[Recorded data]
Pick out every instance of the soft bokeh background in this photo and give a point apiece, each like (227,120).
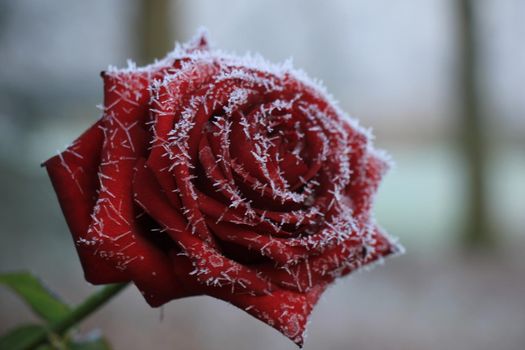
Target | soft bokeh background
(456,198)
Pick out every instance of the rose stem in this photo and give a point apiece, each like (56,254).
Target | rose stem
(86,308)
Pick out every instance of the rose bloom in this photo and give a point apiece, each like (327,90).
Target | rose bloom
(212,174)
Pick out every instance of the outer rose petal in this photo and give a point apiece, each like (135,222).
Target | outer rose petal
(286,311)
(75,179)
(260,186)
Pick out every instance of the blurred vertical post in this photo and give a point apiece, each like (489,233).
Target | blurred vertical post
(154,37)
(472,136)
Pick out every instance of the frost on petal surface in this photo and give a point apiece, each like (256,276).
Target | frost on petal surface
(222,175)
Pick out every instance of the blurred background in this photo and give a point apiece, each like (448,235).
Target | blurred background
(439,81)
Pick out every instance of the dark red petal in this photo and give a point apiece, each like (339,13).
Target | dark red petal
(74,177)
(210,267)
(116,235)
(286,311)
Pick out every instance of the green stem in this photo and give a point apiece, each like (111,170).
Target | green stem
(86,308)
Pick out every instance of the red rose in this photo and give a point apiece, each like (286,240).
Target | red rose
(225,176)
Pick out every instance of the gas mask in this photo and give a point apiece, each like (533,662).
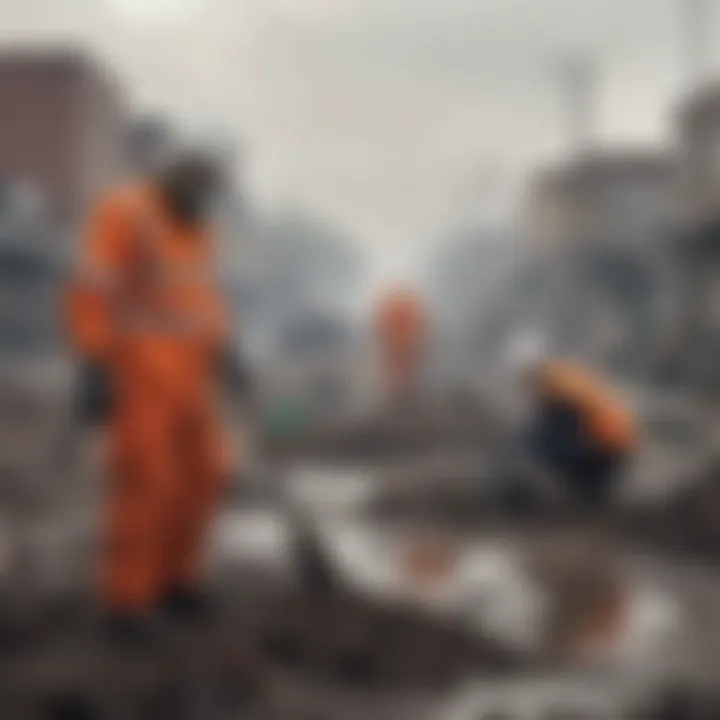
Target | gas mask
(191,189)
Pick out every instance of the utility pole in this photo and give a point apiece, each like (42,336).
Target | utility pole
(578,75)
(695,19)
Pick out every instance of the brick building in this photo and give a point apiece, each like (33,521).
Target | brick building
(624,197)
(61,127)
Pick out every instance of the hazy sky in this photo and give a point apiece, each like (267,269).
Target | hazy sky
(390,117)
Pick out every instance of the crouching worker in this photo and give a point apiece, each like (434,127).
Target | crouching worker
(578,431)
(148,323)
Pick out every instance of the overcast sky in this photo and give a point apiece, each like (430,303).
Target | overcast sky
(390,117)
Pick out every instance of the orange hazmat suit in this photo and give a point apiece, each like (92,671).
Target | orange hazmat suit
(144,304)
(401,329)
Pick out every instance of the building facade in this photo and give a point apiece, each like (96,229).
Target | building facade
(61,128)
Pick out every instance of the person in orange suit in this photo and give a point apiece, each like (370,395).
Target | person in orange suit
(402,329)
(147,320)
(579,428)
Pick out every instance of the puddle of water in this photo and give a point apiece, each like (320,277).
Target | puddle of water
(253,536)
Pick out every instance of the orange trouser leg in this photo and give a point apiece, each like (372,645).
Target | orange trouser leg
(144,476)
(200,450)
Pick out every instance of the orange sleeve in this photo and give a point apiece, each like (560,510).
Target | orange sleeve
(90,296)
(608,419)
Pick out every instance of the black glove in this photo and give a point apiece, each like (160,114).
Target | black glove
(234,374)
(94,400)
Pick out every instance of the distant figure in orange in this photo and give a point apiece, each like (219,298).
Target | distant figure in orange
(402,327)
(147,320)
(578,427)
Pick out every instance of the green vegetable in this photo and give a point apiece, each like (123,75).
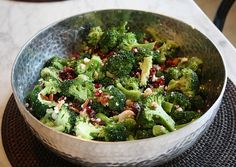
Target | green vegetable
(115,132)
(173,73)
(117,98)
(38,109)
(84,129)
(80,88)
(145,66)
(169,49)
(65,120)
(120,64)
(92,69)
(178,98)
(188,84)
(109,40)
(194,63)
(130,87)
(49,72)
(51,86)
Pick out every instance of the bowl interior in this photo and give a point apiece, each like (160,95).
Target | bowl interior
(63,37)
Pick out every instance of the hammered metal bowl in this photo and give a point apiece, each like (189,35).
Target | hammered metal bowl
(64,36)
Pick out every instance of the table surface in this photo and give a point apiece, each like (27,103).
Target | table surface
(21,20)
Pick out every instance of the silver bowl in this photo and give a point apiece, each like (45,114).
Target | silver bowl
(64,36)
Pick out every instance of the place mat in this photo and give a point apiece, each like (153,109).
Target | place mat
(217,147)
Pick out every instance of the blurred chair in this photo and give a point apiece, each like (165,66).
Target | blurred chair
(222,12)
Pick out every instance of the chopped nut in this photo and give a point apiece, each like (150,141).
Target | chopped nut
(154,105)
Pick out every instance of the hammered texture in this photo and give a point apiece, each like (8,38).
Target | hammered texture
(217,147)
(61,38)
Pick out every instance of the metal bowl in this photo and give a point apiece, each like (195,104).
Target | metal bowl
(62,37)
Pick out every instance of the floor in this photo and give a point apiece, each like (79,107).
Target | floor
(210,7)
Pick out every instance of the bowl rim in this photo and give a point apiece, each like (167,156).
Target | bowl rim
(161,137)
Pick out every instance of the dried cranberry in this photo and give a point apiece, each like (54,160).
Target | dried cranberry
(153,71)
(68,73)
(97,85)
(98,94)
(157,46)
(136,107)
(110,53)
(101,54)
(172,62)
(158,82)
(91,113)
(162,67)
(75,55)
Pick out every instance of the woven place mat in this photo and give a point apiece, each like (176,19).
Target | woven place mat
(217,147)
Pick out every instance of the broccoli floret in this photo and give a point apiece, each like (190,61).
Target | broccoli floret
(183,117)
(115,132)
(109,40)
(84,129)
(95,35)
(57,62)
(80,88)
(120,64)
(129,41)
(153,111)
(92,68)
(194,63)
(141,53)
(117,100)
(49,72)
(169,49)
(38,109)
(159,130)
(145,66)
(65,120)
(130,87)
(187,84)
(172,73)
(47,119)
(178,98)
(51,86)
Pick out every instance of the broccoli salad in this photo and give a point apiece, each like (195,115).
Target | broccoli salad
(118,86)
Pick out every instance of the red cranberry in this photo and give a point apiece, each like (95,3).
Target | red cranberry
(97,85)
(68,73)
(158,82)
(136,107)
(172,62)
(98,94)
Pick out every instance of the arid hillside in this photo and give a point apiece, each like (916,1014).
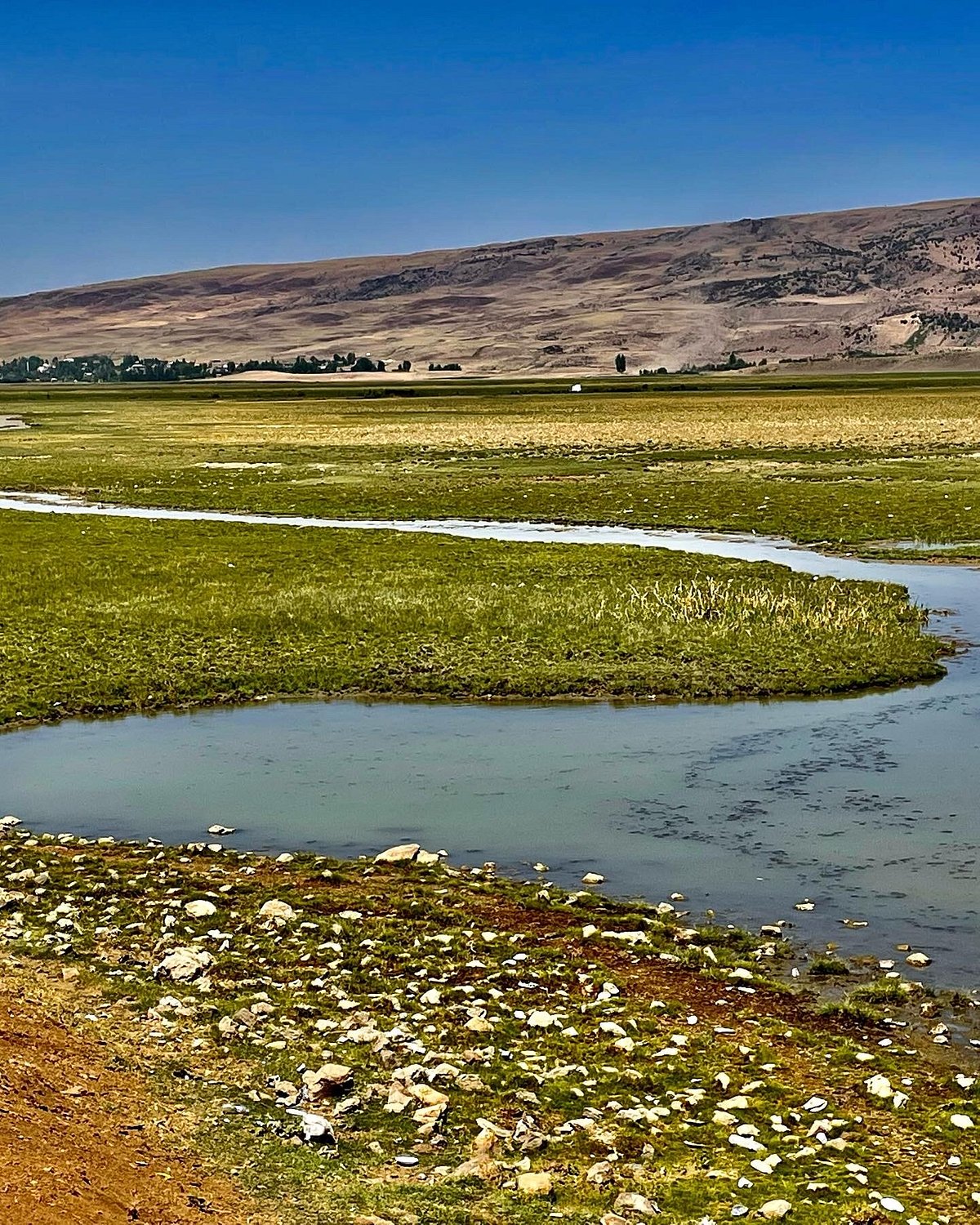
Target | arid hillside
(902,281)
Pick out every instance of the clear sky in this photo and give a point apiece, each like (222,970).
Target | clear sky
(149,137)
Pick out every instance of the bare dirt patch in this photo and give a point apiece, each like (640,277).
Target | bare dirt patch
(80,1142)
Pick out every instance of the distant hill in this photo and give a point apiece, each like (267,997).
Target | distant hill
(902,281)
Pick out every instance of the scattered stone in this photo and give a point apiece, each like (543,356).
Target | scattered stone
(200,908)
(277,911)
(632,1202)
(534,1183)
(406,853)
(184,964)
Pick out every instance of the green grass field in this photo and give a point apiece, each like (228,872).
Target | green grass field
(119,615)
(853,463)
(141,615)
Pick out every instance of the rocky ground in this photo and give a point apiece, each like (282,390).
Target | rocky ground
(407,1040)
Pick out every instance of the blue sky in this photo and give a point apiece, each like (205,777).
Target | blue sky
(140,139)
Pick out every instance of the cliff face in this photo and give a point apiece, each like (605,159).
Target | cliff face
(902,279)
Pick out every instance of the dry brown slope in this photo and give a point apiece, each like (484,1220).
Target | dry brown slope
(815,284)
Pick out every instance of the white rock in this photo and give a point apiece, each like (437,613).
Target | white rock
(184,964)
(632,1202)
(534,1183)
(276,911)
(404,853)
(746,1142)
(200,908)
(879,1085)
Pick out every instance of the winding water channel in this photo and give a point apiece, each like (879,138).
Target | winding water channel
(866,805)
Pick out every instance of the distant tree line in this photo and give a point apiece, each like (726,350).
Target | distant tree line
(100,368)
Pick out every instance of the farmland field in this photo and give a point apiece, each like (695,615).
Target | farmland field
(854,465)
(195,614)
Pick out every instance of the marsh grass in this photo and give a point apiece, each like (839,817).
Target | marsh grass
(855,463)
(107,615)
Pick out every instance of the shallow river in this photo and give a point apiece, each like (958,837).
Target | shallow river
(865,805)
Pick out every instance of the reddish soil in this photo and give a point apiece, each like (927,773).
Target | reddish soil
(78,1142)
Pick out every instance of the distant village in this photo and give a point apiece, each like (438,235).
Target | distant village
(100,368)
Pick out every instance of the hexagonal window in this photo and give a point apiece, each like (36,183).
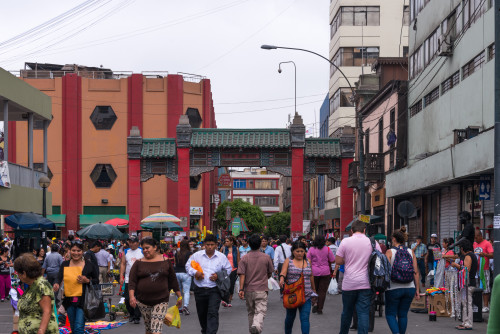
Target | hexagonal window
(103,117)
(103,175)
(38,166)
(194,117)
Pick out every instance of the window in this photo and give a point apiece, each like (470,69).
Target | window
(451,82)
(103,117)
(491,52)
(431,97)
(265,201)
(416,108)
(472,66)
(103,176)
(406,15)
(239,184)
(38,166)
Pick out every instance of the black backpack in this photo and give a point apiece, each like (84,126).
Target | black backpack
(379,270)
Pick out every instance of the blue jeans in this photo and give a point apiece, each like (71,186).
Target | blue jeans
(397,304)
(76,319)
(184,281)
(304,312)
(361,299)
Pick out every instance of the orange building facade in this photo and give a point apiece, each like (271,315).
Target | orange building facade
(92,178)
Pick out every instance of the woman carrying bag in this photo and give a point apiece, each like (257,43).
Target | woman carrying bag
(297,281)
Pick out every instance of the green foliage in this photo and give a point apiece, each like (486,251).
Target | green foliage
(278,224)
(252,214)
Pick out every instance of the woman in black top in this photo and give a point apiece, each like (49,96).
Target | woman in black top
(468,261)
(184,280)
(79,273)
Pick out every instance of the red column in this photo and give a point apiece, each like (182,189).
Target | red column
(346,197)
(297,189)
(72,149)
(135,114)
(183,184)
(175,108)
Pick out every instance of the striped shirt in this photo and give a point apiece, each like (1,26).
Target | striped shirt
(209,265)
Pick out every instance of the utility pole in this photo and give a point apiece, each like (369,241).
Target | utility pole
(496,217)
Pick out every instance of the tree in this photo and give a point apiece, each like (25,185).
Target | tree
(278,224)
(251,214)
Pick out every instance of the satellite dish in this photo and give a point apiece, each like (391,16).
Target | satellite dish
(406,209)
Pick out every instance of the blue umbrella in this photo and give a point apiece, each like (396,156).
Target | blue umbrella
(29,221)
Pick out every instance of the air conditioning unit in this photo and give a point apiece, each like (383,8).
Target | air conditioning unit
(445,46)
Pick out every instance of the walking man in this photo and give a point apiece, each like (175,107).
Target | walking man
(132,254)
(254,271)
(206,293)
(354,253)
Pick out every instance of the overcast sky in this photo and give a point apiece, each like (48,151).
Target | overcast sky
(219,39)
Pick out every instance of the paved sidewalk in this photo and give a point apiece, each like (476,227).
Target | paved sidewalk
(234,320)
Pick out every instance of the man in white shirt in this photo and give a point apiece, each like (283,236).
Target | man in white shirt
(281,253)
(206,293)
(132,254)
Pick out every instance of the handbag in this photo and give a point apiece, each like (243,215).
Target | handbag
(294,294)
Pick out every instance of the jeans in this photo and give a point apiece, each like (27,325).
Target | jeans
(184,285)
(76,319)
(207,305)
(398,303)
(361,300)
(304,312)
(421,268)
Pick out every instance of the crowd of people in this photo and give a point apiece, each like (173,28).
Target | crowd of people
(149,272)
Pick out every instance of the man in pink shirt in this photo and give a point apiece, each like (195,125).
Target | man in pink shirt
(354,253)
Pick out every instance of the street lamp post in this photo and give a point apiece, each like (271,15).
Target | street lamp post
(295,67)
(44,182)
(361,184)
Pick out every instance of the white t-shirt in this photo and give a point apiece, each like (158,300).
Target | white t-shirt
(130,258)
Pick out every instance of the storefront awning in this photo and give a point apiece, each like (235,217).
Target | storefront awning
(86,220)
(59,220)
(332,214)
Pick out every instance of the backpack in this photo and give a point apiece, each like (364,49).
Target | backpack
(402,268)
(379,270)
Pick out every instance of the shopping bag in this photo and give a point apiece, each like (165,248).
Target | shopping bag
(333,287)
(273,284)
(172,318)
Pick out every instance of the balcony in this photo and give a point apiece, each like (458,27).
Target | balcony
(352,181)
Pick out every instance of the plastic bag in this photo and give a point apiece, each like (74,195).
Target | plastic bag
(272,284)
(333,287)
(173,318)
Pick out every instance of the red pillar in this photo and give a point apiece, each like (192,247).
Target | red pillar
(183,184)
(72,149)
(175,108)
(297,189)
(346,197)
(135,114)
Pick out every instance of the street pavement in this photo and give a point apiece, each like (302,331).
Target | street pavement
(235,320)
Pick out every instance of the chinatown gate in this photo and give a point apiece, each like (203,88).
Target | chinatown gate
(196,151)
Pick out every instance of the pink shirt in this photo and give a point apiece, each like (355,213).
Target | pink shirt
(356,251)
(320,259)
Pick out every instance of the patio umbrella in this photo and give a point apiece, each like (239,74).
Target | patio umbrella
(28,220)
(161,219)
(118,222)
(100,231)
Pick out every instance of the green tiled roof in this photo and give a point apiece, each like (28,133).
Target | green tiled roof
(322,148)
(158,148)
(251,138)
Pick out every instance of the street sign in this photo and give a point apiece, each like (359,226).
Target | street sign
(485,187)
(225,181)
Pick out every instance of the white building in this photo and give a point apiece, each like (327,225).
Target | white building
(361,31)
(258,187)
(451,116)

Work to be completed:
Starting at the line that contains "Pick out every instance of the street pavement", write out every line to the end of the entries, exactly as given.

Result below:
Pick out every instance of the street pavement in this photo and give a point apiece, each like (302,331).
Target | street pavement
(235,320)
Pick out every instance of the chinatown gate in this photo and give a point apiece, each like (203,88).
Target | chinatown gate
(196,151)
Pick out every instance of the pink shirt in this photo and give a point apiece, each like (355,213).
Target | pink shirt
(356,251)
(320,259)
Pick out every instance of the patio umbrella in this photo and give a point apiece, each like (239,74).
Target | patio umbrella
(28,220)
(161,219)
(118,222)
(100,231)
Pick out every instance of the green tiled roof in this photo and give a point apiece, each like (28,133).
Target | green tiled roof
(322,148)
(158,148)
(251,138)
Pick out every instance of the street sign in this photo and give a point apiece, each like (359,226).
Target | street sign
(485,187)
(225,181)
Pick out every instance of the white building in this photo and give a point apiece, each like (327,225).
Target | white building
(361,31)
(258,187)
(451,116)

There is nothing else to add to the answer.